--- Start Material provided ---

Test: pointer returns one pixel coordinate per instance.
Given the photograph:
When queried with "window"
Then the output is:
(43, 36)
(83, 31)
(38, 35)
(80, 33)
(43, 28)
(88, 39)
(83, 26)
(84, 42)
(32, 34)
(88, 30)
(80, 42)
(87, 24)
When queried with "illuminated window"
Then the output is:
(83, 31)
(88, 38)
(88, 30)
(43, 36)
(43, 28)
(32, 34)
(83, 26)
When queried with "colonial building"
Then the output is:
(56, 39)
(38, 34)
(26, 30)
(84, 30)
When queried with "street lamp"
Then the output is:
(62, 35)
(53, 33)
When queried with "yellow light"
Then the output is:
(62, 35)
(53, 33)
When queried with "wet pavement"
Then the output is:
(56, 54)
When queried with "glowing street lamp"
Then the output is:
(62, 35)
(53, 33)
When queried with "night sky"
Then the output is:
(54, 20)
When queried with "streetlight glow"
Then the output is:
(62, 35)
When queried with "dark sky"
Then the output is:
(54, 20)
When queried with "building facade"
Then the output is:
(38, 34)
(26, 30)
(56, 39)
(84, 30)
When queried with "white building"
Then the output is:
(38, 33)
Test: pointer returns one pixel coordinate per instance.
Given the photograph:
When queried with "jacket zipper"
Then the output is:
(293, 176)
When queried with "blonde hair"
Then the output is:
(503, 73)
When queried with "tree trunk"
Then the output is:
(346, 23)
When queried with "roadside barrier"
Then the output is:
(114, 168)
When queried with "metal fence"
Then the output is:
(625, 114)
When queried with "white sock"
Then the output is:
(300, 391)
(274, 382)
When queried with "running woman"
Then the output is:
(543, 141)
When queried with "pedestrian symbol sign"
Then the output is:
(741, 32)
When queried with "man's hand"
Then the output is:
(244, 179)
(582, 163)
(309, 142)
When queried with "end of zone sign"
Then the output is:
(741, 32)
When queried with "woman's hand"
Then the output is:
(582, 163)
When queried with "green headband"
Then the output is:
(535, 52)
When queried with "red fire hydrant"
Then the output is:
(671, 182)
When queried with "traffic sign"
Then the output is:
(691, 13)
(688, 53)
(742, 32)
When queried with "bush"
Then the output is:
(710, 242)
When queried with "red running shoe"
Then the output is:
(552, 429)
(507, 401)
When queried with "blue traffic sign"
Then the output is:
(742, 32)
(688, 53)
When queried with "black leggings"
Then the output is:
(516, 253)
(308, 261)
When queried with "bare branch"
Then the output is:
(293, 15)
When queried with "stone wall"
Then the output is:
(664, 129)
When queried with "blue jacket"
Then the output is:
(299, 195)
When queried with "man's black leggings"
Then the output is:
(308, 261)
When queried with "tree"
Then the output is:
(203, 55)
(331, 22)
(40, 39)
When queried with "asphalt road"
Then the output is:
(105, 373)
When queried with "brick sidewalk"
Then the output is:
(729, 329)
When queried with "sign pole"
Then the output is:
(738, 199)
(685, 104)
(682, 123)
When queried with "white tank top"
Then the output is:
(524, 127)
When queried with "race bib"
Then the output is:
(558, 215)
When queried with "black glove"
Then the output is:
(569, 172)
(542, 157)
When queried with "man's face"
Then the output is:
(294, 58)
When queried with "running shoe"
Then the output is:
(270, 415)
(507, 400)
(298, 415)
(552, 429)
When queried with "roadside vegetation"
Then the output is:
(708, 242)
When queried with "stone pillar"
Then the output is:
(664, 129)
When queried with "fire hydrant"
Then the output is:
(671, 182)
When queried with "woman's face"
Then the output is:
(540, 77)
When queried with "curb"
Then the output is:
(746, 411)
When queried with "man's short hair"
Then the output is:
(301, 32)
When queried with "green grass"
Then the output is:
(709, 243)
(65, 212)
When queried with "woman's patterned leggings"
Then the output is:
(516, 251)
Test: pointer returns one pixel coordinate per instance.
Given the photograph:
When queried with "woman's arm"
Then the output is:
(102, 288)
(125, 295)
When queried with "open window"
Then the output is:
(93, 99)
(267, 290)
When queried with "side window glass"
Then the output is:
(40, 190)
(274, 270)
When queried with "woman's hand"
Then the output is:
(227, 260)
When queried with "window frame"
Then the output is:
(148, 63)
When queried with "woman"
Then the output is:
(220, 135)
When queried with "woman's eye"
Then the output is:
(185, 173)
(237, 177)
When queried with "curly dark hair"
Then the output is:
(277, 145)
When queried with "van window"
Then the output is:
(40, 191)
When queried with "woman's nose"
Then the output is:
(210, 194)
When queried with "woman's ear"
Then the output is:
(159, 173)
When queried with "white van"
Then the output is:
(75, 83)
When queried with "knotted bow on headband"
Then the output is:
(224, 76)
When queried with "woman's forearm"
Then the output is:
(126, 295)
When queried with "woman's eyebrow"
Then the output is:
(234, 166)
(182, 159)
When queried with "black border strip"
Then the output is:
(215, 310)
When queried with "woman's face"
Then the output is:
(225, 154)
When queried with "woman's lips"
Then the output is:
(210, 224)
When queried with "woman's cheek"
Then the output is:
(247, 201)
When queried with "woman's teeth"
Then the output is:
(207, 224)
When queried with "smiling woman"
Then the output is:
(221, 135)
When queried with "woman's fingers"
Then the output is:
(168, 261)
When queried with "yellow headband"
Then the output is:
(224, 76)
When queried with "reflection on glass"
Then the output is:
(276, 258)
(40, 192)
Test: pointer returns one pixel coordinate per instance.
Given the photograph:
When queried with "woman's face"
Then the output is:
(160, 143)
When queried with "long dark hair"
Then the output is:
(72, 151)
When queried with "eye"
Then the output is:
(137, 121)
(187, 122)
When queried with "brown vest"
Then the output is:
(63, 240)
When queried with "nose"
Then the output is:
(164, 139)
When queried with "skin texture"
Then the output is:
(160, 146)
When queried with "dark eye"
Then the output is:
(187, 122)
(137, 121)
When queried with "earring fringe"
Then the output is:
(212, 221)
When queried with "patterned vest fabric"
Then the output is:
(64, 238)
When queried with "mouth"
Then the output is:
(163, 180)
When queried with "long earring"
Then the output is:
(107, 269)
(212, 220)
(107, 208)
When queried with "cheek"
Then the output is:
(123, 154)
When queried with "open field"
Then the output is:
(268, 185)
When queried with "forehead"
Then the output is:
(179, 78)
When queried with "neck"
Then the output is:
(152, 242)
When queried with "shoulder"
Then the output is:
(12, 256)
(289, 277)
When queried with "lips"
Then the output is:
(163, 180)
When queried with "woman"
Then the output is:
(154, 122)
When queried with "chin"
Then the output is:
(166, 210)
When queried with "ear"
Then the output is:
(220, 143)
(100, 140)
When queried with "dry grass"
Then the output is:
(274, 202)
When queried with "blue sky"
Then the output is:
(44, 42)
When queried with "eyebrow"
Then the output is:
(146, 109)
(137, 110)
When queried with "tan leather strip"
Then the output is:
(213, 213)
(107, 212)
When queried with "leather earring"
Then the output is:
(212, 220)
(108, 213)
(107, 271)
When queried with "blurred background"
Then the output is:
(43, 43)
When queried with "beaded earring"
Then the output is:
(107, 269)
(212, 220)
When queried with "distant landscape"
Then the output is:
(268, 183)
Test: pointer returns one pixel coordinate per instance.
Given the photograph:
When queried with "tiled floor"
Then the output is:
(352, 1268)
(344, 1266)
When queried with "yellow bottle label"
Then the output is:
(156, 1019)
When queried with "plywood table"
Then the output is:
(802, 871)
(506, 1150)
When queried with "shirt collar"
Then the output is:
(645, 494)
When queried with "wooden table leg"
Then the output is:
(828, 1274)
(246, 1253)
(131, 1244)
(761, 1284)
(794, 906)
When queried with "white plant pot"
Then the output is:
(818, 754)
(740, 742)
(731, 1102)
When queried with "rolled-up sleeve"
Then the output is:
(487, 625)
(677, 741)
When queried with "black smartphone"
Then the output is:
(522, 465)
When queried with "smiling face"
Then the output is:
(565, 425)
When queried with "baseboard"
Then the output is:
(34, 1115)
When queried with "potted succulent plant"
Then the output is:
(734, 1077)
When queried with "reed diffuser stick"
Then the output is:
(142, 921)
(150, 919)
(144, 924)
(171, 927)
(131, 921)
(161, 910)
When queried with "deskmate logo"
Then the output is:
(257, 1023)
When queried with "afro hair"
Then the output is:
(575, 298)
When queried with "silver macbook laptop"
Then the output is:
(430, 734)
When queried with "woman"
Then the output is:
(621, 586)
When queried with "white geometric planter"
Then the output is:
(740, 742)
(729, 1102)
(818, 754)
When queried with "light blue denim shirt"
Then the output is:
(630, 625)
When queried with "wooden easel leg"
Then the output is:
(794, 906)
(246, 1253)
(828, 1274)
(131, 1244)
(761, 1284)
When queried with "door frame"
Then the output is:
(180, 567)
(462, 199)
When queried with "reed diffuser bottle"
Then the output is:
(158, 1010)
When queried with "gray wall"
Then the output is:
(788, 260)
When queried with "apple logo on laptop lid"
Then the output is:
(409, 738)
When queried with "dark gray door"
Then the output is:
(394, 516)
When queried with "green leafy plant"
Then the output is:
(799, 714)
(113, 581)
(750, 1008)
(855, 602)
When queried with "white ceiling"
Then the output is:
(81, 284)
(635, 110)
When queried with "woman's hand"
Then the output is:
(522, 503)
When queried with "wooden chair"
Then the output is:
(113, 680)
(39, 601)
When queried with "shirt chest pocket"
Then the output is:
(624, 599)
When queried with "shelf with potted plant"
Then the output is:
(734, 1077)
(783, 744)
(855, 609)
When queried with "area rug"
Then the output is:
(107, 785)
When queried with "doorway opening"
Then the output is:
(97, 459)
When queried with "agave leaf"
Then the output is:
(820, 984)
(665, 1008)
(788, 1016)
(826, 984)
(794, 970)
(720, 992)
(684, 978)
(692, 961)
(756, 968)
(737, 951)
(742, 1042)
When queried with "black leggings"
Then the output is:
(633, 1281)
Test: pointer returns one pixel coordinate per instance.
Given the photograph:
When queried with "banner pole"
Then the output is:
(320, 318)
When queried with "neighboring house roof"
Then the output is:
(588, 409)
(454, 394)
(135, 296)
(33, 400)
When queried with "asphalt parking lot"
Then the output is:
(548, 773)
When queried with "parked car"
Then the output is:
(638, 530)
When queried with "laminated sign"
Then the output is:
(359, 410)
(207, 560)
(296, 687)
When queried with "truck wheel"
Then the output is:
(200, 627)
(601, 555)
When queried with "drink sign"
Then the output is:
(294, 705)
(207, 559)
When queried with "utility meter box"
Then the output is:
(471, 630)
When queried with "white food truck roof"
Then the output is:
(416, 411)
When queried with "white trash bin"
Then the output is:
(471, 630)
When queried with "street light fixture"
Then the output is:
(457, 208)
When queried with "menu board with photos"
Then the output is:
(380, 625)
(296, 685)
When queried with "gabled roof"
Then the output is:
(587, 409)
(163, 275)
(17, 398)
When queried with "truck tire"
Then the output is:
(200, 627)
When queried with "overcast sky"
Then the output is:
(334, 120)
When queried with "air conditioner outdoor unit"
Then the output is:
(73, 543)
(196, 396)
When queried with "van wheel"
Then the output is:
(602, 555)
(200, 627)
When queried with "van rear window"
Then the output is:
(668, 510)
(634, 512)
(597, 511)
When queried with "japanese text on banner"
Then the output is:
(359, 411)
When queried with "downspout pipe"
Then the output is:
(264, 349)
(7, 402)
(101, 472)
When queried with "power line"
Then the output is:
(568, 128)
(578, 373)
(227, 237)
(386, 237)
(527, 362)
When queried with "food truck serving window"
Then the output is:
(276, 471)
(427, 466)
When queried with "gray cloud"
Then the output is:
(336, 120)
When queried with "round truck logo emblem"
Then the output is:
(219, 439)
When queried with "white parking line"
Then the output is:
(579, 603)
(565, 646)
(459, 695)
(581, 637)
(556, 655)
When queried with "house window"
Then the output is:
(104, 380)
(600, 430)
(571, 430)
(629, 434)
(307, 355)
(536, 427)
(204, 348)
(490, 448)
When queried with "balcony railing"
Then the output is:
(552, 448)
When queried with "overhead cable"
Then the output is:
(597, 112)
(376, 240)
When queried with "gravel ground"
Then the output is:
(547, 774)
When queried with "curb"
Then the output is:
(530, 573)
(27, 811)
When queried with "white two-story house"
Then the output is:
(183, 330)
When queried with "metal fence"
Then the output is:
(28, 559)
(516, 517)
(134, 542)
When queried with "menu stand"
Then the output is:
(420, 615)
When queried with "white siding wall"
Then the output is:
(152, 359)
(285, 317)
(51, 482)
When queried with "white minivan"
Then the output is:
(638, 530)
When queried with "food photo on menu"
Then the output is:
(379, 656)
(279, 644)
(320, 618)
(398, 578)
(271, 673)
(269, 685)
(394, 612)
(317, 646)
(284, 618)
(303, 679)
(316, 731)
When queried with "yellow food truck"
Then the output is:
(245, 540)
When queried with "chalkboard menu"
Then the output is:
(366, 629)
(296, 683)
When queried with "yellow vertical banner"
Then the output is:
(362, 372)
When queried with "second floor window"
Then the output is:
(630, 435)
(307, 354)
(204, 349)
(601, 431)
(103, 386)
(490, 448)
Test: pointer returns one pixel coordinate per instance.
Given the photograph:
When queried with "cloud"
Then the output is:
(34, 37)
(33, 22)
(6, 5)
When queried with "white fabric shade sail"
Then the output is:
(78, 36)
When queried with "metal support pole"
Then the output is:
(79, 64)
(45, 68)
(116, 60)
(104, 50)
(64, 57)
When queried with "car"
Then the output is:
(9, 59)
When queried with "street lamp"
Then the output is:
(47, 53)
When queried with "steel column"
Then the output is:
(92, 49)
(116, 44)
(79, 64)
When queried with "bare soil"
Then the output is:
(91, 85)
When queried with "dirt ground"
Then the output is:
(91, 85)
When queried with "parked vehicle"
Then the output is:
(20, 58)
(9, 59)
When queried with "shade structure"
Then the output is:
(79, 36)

--- End Material provided ---

**What the task asks:**
Pull out every line of the material that contains the string "table" and copy each one. Treat uppercase and lowercase letters as different.

**Full solution:**
When queried with "plywood table"
When queried with "wooden table leg"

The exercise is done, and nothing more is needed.